### Requirement
Could you reproduce the text on the HYVIN paper word for word, starting at "Hypothesis, Verification, and" and ending at "each level task."?

### Source passage
----------

Hypothesis, Verification, and Induction: Grounding Large Language Models with Self-Driven Skill Learning

Authors: Shaohui Peng, Xing Hu, Qi Yi, Rui Zhang, Jiaming Guo, Di Huang, Zikang Tian, Ruizhi Chen, Zidong Du, Qi Guo, Yunji Chen, Ling Li

AAAI 2024 | Conference PDF | Archive PDF | Plain Text | LLM Run Details

Reproducibility Variable Result LLM Response
Research Type Experimental Verified in the famous instruction following task set, Baby AI, HYVIN achieves comparable performance in the most challenging tasks compared with imitation learning methods that cost millions of demonstrations, proving the effectiveness of learned skills and showing the feasibility and efficiency of our framework. The main performance results are shown in Table 1. We separately compare HYVIN with baselines in each level task.

----------

### Record extracts

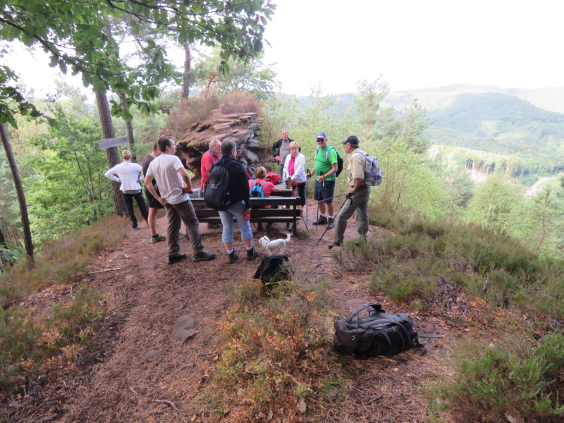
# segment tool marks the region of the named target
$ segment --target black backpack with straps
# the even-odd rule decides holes
[[[209,178],[204,191],[204,201],[210,209],[222,212],[233,204],[229,171],[219,161],[214,164],[209,172]]]
[[[361,312],[369,308],[372,309],[368,315],[361,317]],[[427,348],[419,342],[411,317],[403,313],[386,314],[377,303],[363,305],[345,320],[336,321],[334,326],[335,348],[357,358],[392,357],[411,349],[421,349],[419,355],[427,352]]]

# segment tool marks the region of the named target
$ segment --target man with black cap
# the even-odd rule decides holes
[[[366,153],[358,148],[358,138],[351,135],[343,142],[345,152],[350,154],[347,166],[348,194],[341,212],[335,218],[335,233],[333,243],[329,248],[343,245],[347,221],[356,212],[357,229],[359,238],[368,235],[368,200],[370,197],[370,187],[365,185],[364,156]]]

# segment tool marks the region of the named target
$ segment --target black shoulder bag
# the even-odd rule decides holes
[[[360,312],[372,308],[368,315]],[[418,355],[427,352],[427,348],[419,342],[417,331],[411,317],[403,313],[399,316],[386,314],[379,304],[363,305],[345,320],[335,322],[335,348],[357,358],[384,355],[392,357],[411,349],[421,349]]]

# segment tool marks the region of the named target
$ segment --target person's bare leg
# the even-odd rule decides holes
[[[330,203],[327,204],[327,214],[328,216],[333,216],[333,212],[334,208],[333,207],[333,203]]]
[[[149,225],[149,230],[151,231],[151,236],[155,236],[157,232],[157,214],[159,209],[156,207],[149,207],[149,216],[147,219],[147,223]]]

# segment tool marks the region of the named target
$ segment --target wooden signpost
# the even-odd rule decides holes
[[[100,140],[98,141],[98,147],[100,149],[106,149],[111,148],[112,147],[118,147],[118,145],[125,145],[129,141],[127,137],[118,137],[117,138],[107,138],[106,140]]]

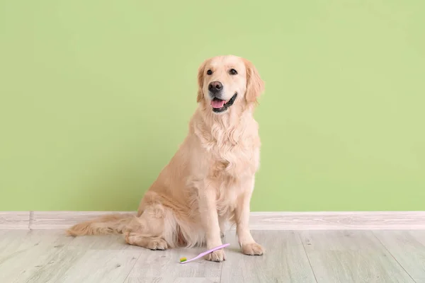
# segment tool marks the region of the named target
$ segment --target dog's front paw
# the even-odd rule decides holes
[[[256,243],[245,243],[242,245],[242,253],[248,255],[262,255],[265,250]]]
[[[208,253],[205,256],[205,258],[207,260],[220,262],[220,261],[226,260],[226,254],[223,250],[217,250]]]

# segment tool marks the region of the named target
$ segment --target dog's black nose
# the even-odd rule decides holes
[[[223,85],[220,81],[212,81],[208,85],[208,90],[212,93],[219,93],[222,88]]]

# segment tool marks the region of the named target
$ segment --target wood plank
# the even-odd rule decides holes
[[[425,282],[425,231],[373,233],[416,282]]]
[[[252,231],[254,239],[266,250],[262,256],[243,255],[234,232],[225,236],[226,249],[221,282],[316,282],[298,232]]]
[[[181,265],[180,258],[191,258],[205,250],[204,248],[176,248],[166,250],[149,250],[142,248],[141,255],[129,275],[127,282],[163,278],[171,282],[175,278],[219,278],[222,263],[203,259]],[[170,280],[170,281],[167,281]],[[198,280],[198,279],[195,279]],[[148,282],[149,282],[148,280]],[[162,282],[162,281],[161,281]]]
[[[121,212],[33,212],[30,229],[67,229],[79,222],[117,213],[135,214]]]
[[[123,282],[140,253],[123,250],[89,250],[58,279],[63,283]]]
[[[26,282],[72,240],[52,231],[25,234],[11,231],[4,238],[9,244],[0,251],[0,282],[8,283]]]
[[[251,230],[424,230],[425,212],[251,212]]]
[[[371,231],[304,231],[301,237],[319,283],[414,283]]]
[[[132,258],[130,260],[130,255],[137,258],[140,254],[140,248],[129,245],[126,245],[123,240],[122,236],[83,236],[83,237],[69,237],[72,241],[67,243],[60,252],[55,253],[54,256],[40,265],[41,267],[33,272],[29,278],[27,283],[55,283],[62,282],[67,280],[72,282],[74,277],[77,276],[80,278],[81,274],[87,275],[93,272],[93,268],[97,269],[106,261],[118,256],[115,260],[120,265],[119,270],[114,270],[114,267],[105,264],[100,268],[106,269],[106,273],[110,278],[117,279],[117,282],[123,282],[130,272],[132,267],[134,260]],[[120,255],[120,252],[128,253],[125,255]],[[97,258],[97,257],[104,258]],[[94,262],[92,262],[92,260]],[[94,262],[96,261],[96,262]],[[124,263],[119,263],[124,262]],[[129,263],[128,263],[129,262]],[[130,265],[127,265],[127,264]],[[92,266],[95,265],[96,266]],[[76,267],[75,266],[77,266]],[[77,268],[78,270],[76,270]],[[109,270],[112,270],[111,272]],[[110,272],[110,273],[108,273]],[[125,273],[127,272],[127,274]],[[111,275],[112,274],[112,275]],[[86,276],[86,275],[84,275]],[[93,282],[108,282],[108,279],[88,276],[93,279]],[[79,279],[81,280],[81,279]],[[85,281],[81,281],[85,282]],[[115,281],[110,281],[114,282]]]
[[[0,229],[28,229],[30,212],[0,212]]]

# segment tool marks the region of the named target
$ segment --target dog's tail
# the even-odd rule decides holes
[[[69,236],[110,235],[123,233],[136,215],[117,214],[105,215],[93,220],[79,223],[69,228]]]

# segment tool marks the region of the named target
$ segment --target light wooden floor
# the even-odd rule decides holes
[[[254,231],[262,256],[179,265],[203,249],[152,251],[120,236],[72,238],[56,231],[0,230],[0,282],[425,283],[425,231]]]

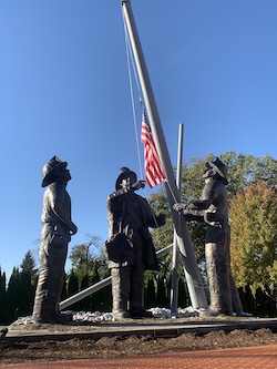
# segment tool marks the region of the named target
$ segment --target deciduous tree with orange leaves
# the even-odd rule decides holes
[[[230,201],[232,270],[238,287],[250,286],[276,294],[277,192],[257,182]]]

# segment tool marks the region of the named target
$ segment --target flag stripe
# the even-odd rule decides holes
[[[151,133],[150,124],[146,119],[145,112],[143,112],[142,119],[142,143],[144,144],[144,172],[146,182],[150,187],[156,186],[158,183],[165,180],[164,171],[161,166],[156,146]]]

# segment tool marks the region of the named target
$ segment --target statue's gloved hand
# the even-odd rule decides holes
[[[186,209],[187,211],[197,211],[197,206],[195,206],[194,203],[186,204]]]
[[[78,232],[78,227],[76,227],[76,225],[75,225],[73,222],[71,222],[71,225],[70,225],[70,234],[71,234],[71,235],[74,235],[76,232]]]
[[[140,188],[144,188],[145,187],[145,181],[136,181],[133,185],[132,188],[134,191],[140,189]]]
[[[175,212],[179,213],[186,208],[187,204],[186,203],[176,203],[172,207],[174,208]]]
[[[163,226],[165,225],[165,214],[161,213],[156,216],[156,222],[158,224],[158,226]]]

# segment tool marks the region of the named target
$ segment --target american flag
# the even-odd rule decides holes
[[[142,114],[142,143],[144,144],[144,172],[150,187],[156,186],[165,180],[164,171],[161,166],[156,146],[151,133],[151,127],[143,110]]]

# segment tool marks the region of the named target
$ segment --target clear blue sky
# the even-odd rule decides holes
[[[277,2],[132,8],[173,165],[179,123],[184,160],[227,151],[277,158]],[[10,276],[39,248],[41,170],[53,155],[72,174],[79,233],[70,248],[86,234],[106,238],[120,167],[141,175],[120,0],[1,1],[0,47],[0,265]]]

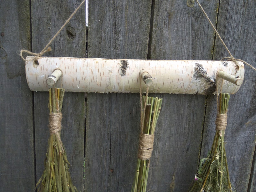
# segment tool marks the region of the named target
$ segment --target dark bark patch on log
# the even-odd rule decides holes
[[[215,91],[216,89],[216,83],[215,82],[208,76],[206,71],[202,65],[198,63],[196,63],[194,69],[193,77],[196,80],[200,80],[200,84],[203,85],[205,89],[202,90],[198,93],[205,95],[211,95]]]

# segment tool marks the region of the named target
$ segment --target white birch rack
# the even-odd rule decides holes
[[[142,77],[150,85],[149,92],[209,95],[216,93],[216,76],[221,71],[218,76],[229,81],[223,81],[222,92],[234,94],[244,75],[241,62],[237,65],[226,61],[33,58],[26,58],[32,60],[26,62],[26,74],[30,89],[35,91],[48,91],[62,71],[55,86],[60,87],[62,82],[66,91],[139,92]],[[142,82],[141,85],[145,91],[146,85]]]

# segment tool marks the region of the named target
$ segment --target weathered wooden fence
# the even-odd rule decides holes
[[[49,135],[48,93],[29,90],[18,53],[22,48],[41,51],[81,1],[0,2],[1,191],[34,190]],[[88,57],[219,60],[228,56],[193,1],[89,0]],[[234,56],[256,67],[255,1],[200,1]],[[85,21],[84,7],[44,56],[85,57]],[[226,148],[237,191],[256,190],[256,74],[245,67],[243,84],[230,101]],[[199,158],[212,145],[216,97],[150,95],[162,98],[163,103],[147,190],[186,191]],[[73,183],[79,191],[129,191],[136,162],[139,95],[88,93],[85,101],[85,93],[64,96],[61,137]]]

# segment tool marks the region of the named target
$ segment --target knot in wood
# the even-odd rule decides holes
[[[141,133],[139,143],[138,157],[142,160],[149,159],[151,157],[154,144],[154,135]]]
[[[216,120],[215,121],[215,124],[216,125],[215,129],[216,130],[225,130],[227,127],[227,120],[228,115],[227,113],[225,114],[217,114]]]
[[[49,129],[50,134],[52,135],[61,130],[61,120],[62,113],[51,113],[49,114]]]

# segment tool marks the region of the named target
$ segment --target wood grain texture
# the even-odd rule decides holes
[[[0,4],[0,191],[33,191],[33,94],[17,54],[30,49],[29,1]]]
[[[146,59],[151,5],[151,1],[89,1],[88,57]],[[85,191],[129,191],[136,162],[139,96],[87,95]]]
[[[213,31],[199,8],[188,6],[186,1],[155,1],[151,59],[211,59]],[[214,22],[218,2],[202,2]],[[197,171],[206,97],[172,94],[163,97],[162,108],[166,106],[168,109],[161,114],[158,130],[162,132],[155,134],[155,144],[159,145],[153,151],[157,155],[153,156],[157,158],[151,163],[151,168],[156,169],[150,170],[152,177],[147,189],[184,191]],[[165,145],[168,147],[164,149]]]
[[[40,52],[81,3],[80,1],[31,2],[32,47],[34,52]],[[84,57],[86,25],[85,7],[71,19],[51,45],[53,51],[44,56]],[[47,92],[34,93],[34,111],[36,179],[44,168],[49,137]],[[71,164],[73,183],[83,190],[84,153],[84,93],[65,93],[62,113],[61,137]]]
[[[220,5],[217,30],[234,56],[255,65],[256,21],[254,1],[227,1]],[[214,59],[229,56],[219,40],[214,48]],[[256,76],[245,67],[244,83],[239,91],[231,97],[225,140],[231,183],[237,191],[254,191],[256,174],[251,170],[255,146]],[[202,155],[210,149],[215,131],[216,99],[207,102]],[[254,159],[254,160],[255,160]]]

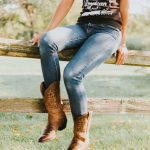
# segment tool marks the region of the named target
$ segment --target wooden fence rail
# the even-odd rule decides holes
[[[99,113],[150,113],[150,101],[134,99],[89,99],[89,110]],[[63,99],[64,111],[70,111],[69,101]],[[0,112],[45,113],[42,99],[0,98]]]
[[[78,49],[63,50],[59,52],[60,60],[70,60]],[[39,58],[38,47],[21,40],[0,38],[0,55],[13,57]],[[105,63],[114,64],[115,57]],[[124,65],[150,67],[150,51],[130,50]],[[70,111],[68,100],[63,100],[64,110]],[[150,113],[148,100],[112,100],[90,99],[89,109],[99,113]],[[0,98],[0,112],[46,112],[42,99],[35,98]]]

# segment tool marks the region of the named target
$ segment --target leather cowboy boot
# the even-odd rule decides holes
[[[74,137],[68,150],[88,150],[91,118],[92,112],[88,112],[74,119]]]
[[[44,87],[44,82],[42,82],[40,90],[48,111],[48,124],[39,142],[45,142],[53,140],[56,137],[57,130],[66,128],[67,118],[61,104],[59,81],[53,82],[47,89]]]

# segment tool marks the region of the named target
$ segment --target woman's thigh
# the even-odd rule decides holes
[[[46,32],[41,38],[40,45],[56,45],[58,51],[61,51],[80,46],[86,38],[86,33],[80,25],[68,25]]]
[[[85,40],[75,56],[65,68],[77,79],[82,79],[88,72],[108,59],[120,46],[121,32],[95,33]]]

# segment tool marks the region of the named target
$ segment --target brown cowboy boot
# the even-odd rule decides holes
[[[44,104],[48,111],[48,124],[39,142],[53,140],[56,137],[57,130],[66,128],[67,118],[63,111],[60,100],[59,81],[55,81],[46,89],[44,83],[40,86],[41,93],[44,97]]]
[[[88,150],[91,118],[92,112],[88,112],[74,119],[74,137],[68,150]]]

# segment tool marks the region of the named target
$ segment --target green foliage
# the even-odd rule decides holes
[[[28,118],[32,116],[32,118]],[[47,123],[46,114],[0,113],[1,150],[66,150],[73,121],[67,115],[67,128],[51,142],[38,143]],[[150,116],[142,114],[95,114],[90,129],[90,150],[148,150]]]

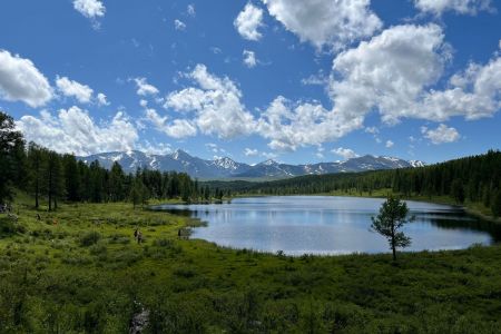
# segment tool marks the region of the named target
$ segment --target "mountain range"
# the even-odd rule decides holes
[[[111,168],[119,163],[126,173],[134,173],[137,168],[157,169],[160,171],[185,171],[191,177],[202,179],[222,178],[287,178],[301,175],[322,175],[332,173],[351,173],[376,169],[395,169],[405,167],[421,167],[420,160],[403,160],[393,157],[365,155],[344,161],[318,163],[307,165],[287,165],[275,160],[266,160],[256,165],[237,163],[228,157],[205,160],[190,156],[181,149],[167,155],[149,155],[138,150],[114,151],[78,157],[90,164],[98,160],[105,168]]]

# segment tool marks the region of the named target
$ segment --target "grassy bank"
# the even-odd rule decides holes
[[[130,204],[28,200],[0,216],[1,333],[125,333],[143,310],[148,333],[501,330],[499,246],[286,257],[179,239],[199,223]]]
[[[400,196],[401,198],[409,199],[409,200],[419,200],[419,202],[429,202],[429,203],[436,203],[436,204],[446,204],[446,205],[458,205],[455,200],[450,196],[404,196],[402,194],[394,194],[392,189],[377,189],[373,191],[331,191],[328,194],[321,194],[326,196],[353,196],[353,197],[373,197],[373,198],[386,198],[389,195],[395,195]],[[494,223],[501,223],[501,217],[493,217],[492,212],[490,208],[483,206],[481,203],[473,203],[470,200],[465,200],[461,207],[464,208],[469,214],[473,216],[478,216],[482,219],[494,222]]]

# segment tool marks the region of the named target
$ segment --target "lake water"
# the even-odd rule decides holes
[[[384,237],[371,232],[371,216],[384,199],[331,196],[236,198],[222,205],[163,205],[156,209],[207,222],[191,238],[222,246],[289,255],[389,252]],[[415,220],[405,225],[407,250],[466,248],[501,239],[500,227],[461,208],[407,202]]]

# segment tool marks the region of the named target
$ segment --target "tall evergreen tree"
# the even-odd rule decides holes
[[[16,130],[13,118],[0,111],[0,203],[12,199],[13,186],[21,179],[23,148],[24,140]]]
[[[43,166],[45,157],[47,157],[46,149],[35,143],[28,145],[28,168],[29,168],[29,186],[35,196],[35,207],[40,206],[40,193],[43,183]]]
[[[393,253],[393,261],[396,261],[396,248],[407,247],[411,245],[411,238],[400,230],[406,223],[409,208],[405,202],[395,197],[389,197],[380,208],[380,214],[376,217],[372,217],[371,227],[384,236],[389,244],[390,249]]]

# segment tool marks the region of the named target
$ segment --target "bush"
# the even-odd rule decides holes
[[[164,239],[156,239],[154,242],[154,246],[157,246],[157,247],[170,248],[170,247],[173,247],[173,245],[174,245],[173,240],[165,239],[165,238]]]
[[[80,237],[80,246],[82,247],[89,247],[92,246],[95,244],[97,244],[97,242],[99,242],[99,239],[101,238],[101,235],[98,232],[87,232],[86,234],[84,234]]]

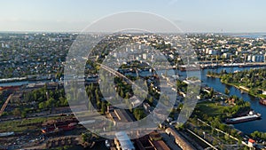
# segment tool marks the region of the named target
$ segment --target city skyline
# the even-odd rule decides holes
[[[121,12],[146,12],[184,32],[265,32],[266,11],[255,1],[2,1],[0,31],[81,32],[93,21]]]

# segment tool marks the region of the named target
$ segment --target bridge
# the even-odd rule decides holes
[[[10,99],[12,98],[13,94],[9,95],[9,97],[7,98],[7,99],[5,100],[4,104],[3,105],[1,110],[0,110],[0,116],[2,115],[2,114],[4,113],[5,107],[7,107],[7,104],[9,103]]]

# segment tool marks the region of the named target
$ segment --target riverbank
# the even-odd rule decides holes
[[[255,97],[255,98],[258,98],[258,99],[265,99],[266,98],[266,95],[262,95],[262,94],[254,94],[251,92],[250,89],[247,88],[247,87],[245,87],[243,85],[239,85],[239,84],[236,84],[236,83],[225,83],[222,80],[222,77],[223,75],[219,75],[219,74],[216,74],[216,75],[206,75],[207,77],[211,77],[211,78],[219,78],[220,79],[220,82],[225,85],[229,85],[229,86],[233,86],[237,89],[239,89],[239,91],[246,91],[248,95],[250,96],[253,96],[253,97]]]

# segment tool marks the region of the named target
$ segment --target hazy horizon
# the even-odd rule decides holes
[[[99,19],[128,11],[158,14],[184,33],[266,32],[264,0],[9,0],[0,4],[2,32],[81,32]]]

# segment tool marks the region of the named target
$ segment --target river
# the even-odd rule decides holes
[[[250,134],[255,130],[266,132],[266,107],[260,105],[258,99],[248,95],[247,93],[241,93],[241,91],[233,87],[225,85],[221,83],[218,78],[208,78],[206,76],[207,71],[215,71],[216,73],[220,73],[222,70],[225,69],[228,73],[234,72],[236,70],[244,70],[244,69],[251,69],[250,67],[219,67],[216,69],[204,69],[200,71],[201,80],[203,83],[207,84],[209,87],[214,88],[215,91],[224,93],[224,89],[227,87],[230,90],[230,95],[237,95],[239,98],[242,98],[245,101],[248,101],[251,104],[251,107],[257,113],[262,114],[262,117],[261,120],[246,122],[242,123],[234,124],[234,127],[244,133]],[[192,71],[190,74],[198,74],[199,71]],[[180,72],[180,75],[185,75],[185,72]]]
[[[214,88],[215,91],[220,91],[224,93],[224,89],[227,87],[230,90],[230,95],[237,95],[239,98],[242,98],[245,101],[248,101],[251,104],[251,107],[257,113],[262,114],[262,119],[252,121],[252,122],[242,122],[239,124],[235,124],[234,127],[245,133],[250,134],[255,130],[266,132],[266,107],[260,105],[259,100],[248,95],[247,93],[241,93],[241,91],[233,87],[229,86],[222,83],[220,82],[220,79],[218,78],[208,78],[206,76],[207,71],[215,71],[216,73],[220,73],[221,70],[225,69],[228,73],[234,72],[236,70],[244,70],[244,69],[251,69],[251,67],[219,67],[215,69],[204,69],[200,71],[188,71],[188,72],[178,72],[178,75],[182,75],[183,77],[186,76],[187,75],[189,76],[200,76],[200,80],[202,80],[203,83],[207,84],[209,87]],[[166,70],[160,70],[158,71],[158,74],[165,74]],[[168,74],[170,75],[173,72],[168,72]],[[147,72],[147,74],[150,74]],[[47,82],[47,81],[45,81]],[[21,85],[21,84],[27,84],[35,82],[14,82],[14,83],[0,83],[0,86],[11,86],[11,85]]]

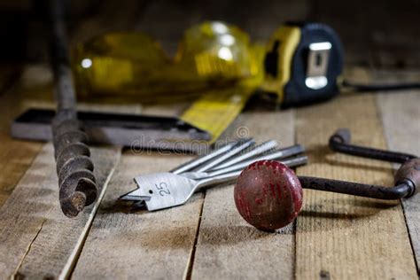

----------

### Solution for this exercise
Hypothesis, Verification, and Induction: Grounding Large Language Models with Self-Driven Skill Learning

Authors: Shaohui Peng, Xing Hu, Qi Yi, Rui Zhang, Jiaming Guo, Di Huang, Zikang Tian, Ruizhi Chen, Zidong Du, Qi Guo, Yunji Chen, Ling Li

AAAI 2024 | Conference PDF | Archive PDF | Plain Text | LLM Run Details

Reproducibility Variable Result LLM Response
Research Type Experimental Verified in the famous instruction following task set, Baby AI, HYVIN achieves comparable performance in the most challenging tasks compared with imitation learning methods that cost millions of demonstrations, proving the effectiveness of learned skills and showing the feasibility and efficiency of our framework. The main performance results are shown in Table 1. We separately compare HYVIN with baselines in each level task.